Şafii (Allah'ın rahmeti
ona olsun) dedi ki: Ona dedim ki:
- Kısas, her ne kadar
lehine kısasın gerektiği kimsenin bir hakkı ise de kısas uygulaması, onun
üzerine bir görev değildir. O:
- Bunun delili nedir,
dedi. Ben:
Aziz ve Celil Allah:
"Yaralamalar ise kısastıl?' (Maide, 145) buyurmaktadır.
Peki, yaralanan kimseye
kendisini yaralayana kısas uygulaması bir görev midir yoksa kısas uygulaması
onun için mubah olup affetmesi hayırlı mıdır, dedim. o:
- Affetme hakkı vardır,
kısas yapması mubahtır. Ona dedim ki:
- Aziz ve Celil Allah
da: "Onun içiz size kim saldırırsa siz de tıpkı onların
size saldırdıkları gibi
karşılık verin?' (Bakara, 194) buyurmuştur. Eğer müşrik bir saldırgan bize bir
haksızlık yapacak olursa, onun bize yaptığı haksızlığın misli ile bizim ona
karşılık verme hakkımız vardır. Fakat bizim bunu yapmamız üzerimize bir vazife
değildir. o:
- Bu benim de
açıkladığım gibidir, dedi. Dedim ki:
- İşte bu sana benim
anlattığımın delilidir. Yine Mücahid'in söylediği aziz
ve celil Allah,
Nebisinin onlara kısas uygulamasını sağladı (yaptıklarının mislini yapmasını
temin etti.) O(Nebi) da onların kendisini çevirdiği aynı ayda şehirlerine
girdi. Bunda ibadetin kazasını yapmak ciheti itibari ile onun o girişinin
üzerine vacip / bir vazife olduğuna dair bir delalet bulunmaktadır. -Elbette
Allah en iyi bilendir- Bu hususta vacip olanla olmayan, haber yoluyla
anlaşılabilir. Haber de bizim açıklamalarımızın bir benzeri olarak bunun vacip
olmadığına delildir.

Bölütleme veri kümesi kayıtları

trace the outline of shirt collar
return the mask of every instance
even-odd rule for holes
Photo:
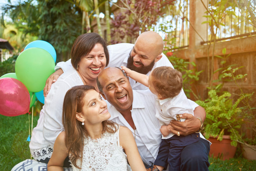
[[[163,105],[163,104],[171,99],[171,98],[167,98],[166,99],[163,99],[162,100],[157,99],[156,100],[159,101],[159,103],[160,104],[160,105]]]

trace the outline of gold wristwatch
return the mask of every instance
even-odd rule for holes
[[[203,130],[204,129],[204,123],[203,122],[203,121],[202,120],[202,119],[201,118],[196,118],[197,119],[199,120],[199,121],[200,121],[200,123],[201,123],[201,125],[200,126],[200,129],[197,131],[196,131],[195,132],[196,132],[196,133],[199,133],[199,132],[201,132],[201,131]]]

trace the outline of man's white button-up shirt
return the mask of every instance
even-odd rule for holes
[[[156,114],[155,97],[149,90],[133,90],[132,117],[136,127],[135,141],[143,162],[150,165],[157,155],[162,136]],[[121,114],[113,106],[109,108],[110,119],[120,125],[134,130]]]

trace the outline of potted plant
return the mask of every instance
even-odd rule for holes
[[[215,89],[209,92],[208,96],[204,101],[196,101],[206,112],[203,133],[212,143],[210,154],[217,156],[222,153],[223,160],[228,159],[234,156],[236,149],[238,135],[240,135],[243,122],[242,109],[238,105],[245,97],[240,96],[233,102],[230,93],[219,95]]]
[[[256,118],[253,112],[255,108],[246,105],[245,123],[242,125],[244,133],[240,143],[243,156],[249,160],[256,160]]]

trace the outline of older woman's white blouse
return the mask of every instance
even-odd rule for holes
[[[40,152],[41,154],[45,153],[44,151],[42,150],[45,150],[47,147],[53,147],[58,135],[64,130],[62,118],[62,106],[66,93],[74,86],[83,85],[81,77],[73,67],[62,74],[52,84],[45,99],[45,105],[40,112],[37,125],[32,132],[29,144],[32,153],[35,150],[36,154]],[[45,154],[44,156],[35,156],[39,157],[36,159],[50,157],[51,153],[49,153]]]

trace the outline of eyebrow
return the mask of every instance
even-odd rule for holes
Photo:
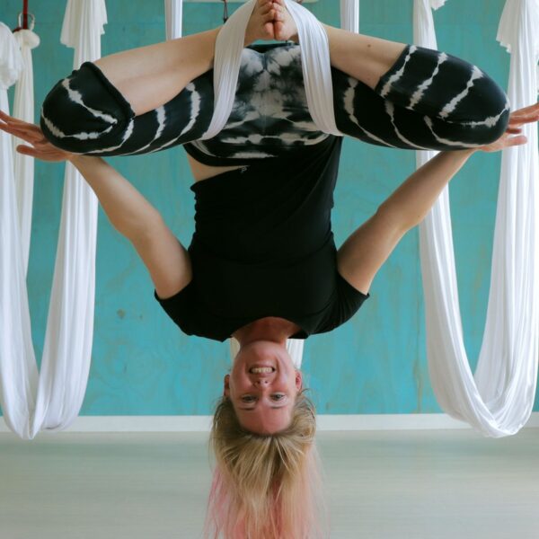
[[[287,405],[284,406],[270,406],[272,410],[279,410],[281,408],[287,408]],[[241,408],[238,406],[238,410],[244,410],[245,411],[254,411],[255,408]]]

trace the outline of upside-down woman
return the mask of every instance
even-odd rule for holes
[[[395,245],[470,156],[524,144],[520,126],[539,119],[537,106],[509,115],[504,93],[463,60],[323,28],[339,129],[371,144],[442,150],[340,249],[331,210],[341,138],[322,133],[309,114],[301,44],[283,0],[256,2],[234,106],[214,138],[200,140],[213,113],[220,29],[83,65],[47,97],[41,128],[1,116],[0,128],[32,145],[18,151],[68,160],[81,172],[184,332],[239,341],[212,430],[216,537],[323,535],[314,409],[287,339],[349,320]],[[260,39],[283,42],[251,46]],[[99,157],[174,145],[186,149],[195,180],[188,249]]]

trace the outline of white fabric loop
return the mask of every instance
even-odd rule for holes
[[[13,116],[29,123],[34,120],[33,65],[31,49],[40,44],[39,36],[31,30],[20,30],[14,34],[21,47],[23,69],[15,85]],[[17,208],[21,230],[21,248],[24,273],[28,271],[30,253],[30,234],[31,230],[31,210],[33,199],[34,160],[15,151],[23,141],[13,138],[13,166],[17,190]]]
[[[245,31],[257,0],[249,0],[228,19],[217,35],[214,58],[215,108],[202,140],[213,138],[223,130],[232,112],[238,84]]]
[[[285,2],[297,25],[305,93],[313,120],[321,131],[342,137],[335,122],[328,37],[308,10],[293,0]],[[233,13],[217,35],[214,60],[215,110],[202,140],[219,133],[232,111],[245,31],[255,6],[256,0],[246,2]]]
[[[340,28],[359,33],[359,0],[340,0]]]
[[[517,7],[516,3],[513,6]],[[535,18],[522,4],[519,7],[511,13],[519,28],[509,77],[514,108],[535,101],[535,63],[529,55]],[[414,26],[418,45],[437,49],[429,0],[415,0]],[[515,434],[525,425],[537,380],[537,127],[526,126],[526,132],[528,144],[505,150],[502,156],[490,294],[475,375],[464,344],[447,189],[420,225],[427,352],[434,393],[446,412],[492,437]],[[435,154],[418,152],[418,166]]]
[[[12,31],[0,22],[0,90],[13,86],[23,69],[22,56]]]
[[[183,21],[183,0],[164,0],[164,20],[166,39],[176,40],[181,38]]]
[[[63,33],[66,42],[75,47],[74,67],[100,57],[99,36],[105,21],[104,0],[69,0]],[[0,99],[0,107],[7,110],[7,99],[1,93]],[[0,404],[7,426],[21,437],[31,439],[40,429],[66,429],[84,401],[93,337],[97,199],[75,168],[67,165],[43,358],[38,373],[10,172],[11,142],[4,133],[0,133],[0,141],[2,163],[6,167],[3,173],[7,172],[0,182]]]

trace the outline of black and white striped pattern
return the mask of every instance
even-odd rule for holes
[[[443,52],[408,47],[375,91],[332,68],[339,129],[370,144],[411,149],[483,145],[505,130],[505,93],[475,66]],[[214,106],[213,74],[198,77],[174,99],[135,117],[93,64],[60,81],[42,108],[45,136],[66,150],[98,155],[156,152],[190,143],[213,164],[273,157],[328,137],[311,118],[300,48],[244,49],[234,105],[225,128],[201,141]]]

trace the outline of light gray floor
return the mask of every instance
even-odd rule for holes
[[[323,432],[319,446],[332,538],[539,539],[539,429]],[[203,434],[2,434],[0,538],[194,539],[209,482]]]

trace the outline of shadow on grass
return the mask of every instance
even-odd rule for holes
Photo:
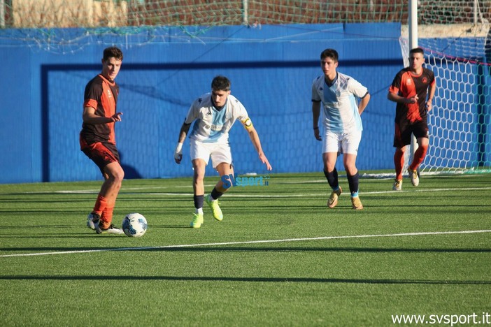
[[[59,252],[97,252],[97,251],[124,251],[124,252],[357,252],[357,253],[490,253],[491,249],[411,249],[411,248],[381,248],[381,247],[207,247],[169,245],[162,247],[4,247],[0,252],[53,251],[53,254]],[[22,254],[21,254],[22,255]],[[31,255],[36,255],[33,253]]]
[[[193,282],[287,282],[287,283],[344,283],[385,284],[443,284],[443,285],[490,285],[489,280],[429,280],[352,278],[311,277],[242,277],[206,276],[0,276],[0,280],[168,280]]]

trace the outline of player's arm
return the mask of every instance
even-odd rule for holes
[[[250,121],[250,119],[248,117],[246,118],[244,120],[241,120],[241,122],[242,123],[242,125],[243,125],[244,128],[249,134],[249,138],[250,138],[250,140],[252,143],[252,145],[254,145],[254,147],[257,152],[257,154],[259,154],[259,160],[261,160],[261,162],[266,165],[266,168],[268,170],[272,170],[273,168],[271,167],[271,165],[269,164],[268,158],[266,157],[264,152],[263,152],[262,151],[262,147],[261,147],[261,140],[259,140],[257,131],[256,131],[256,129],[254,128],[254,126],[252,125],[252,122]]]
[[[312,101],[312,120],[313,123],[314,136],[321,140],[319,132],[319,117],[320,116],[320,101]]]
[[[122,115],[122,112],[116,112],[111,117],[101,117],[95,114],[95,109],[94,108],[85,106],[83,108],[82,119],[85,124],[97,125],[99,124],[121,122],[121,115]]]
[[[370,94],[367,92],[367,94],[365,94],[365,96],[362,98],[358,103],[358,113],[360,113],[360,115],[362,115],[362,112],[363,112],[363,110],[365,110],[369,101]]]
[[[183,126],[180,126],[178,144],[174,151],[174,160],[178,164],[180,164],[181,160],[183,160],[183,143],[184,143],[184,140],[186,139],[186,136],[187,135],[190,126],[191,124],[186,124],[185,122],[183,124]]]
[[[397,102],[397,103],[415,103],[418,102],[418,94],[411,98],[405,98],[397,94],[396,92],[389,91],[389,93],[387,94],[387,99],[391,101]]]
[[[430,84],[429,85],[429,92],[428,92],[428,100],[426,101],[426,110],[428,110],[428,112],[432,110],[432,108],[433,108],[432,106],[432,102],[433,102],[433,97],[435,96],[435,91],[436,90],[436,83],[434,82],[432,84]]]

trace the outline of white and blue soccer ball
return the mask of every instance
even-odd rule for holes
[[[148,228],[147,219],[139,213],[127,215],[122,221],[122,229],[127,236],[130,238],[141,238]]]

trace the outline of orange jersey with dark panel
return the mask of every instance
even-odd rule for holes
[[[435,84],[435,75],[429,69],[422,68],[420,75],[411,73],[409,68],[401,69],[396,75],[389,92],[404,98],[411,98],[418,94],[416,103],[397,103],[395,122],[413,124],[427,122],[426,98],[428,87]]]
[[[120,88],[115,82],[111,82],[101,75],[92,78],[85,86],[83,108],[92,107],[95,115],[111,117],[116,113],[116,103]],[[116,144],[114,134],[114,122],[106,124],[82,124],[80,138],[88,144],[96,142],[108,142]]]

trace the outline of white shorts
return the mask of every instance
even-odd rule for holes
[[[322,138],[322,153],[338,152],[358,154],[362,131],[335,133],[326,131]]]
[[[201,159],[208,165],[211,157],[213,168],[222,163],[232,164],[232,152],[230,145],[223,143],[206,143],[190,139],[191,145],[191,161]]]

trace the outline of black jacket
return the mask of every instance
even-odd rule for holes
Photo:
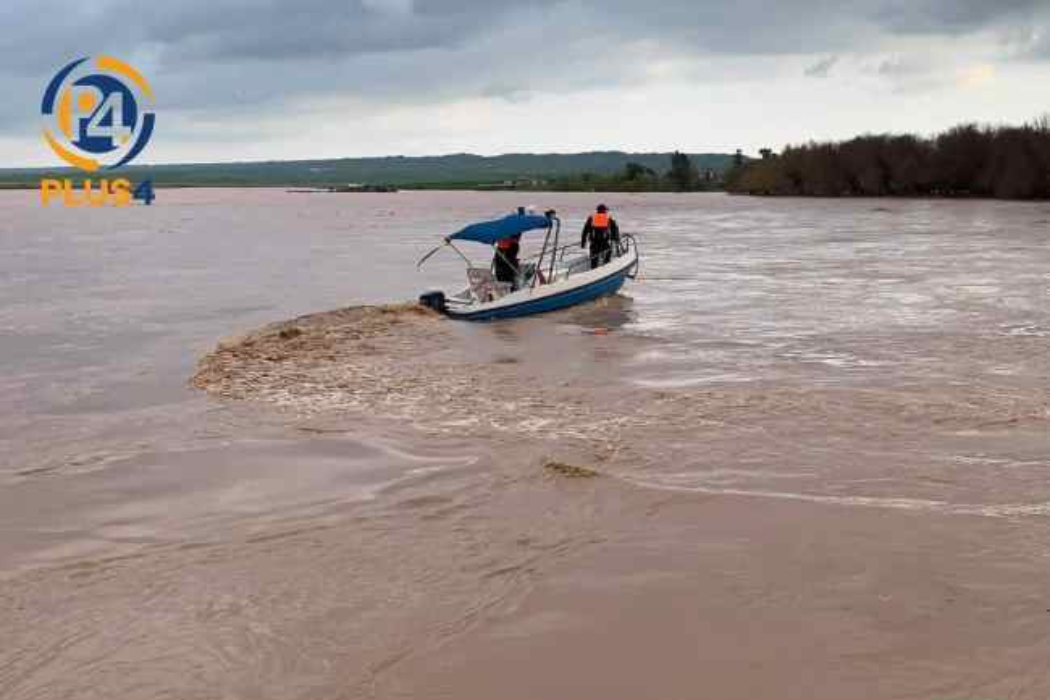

--- Görev Tanımı ---
Kısas üzerine olan kaynak metinden, "Şafii (Allah'ın rahmeti" sözleriyle başlayıp "(Maide, 145) buyurmaktadır." sözlerine kadar süren kısmı lütfen harfi harfine yazın.

--- Tam Yanıt ---
Şafii (Allah'ın rahmeti
ona olsun) dedi ki: Ona dedim ki:
- Kısas, her ne kadar
lehine kısasın gerektiği kimsenin bir hakkı ise de kısas uygulaması, onun
üzerine bir görev değildir. O:
- Bunun delili nedir,
dedi. Ben:
Aziz ve Celil Allah:
"Yaralamalar ise kısastıl?' (Maide, 145) buyurmaktadır.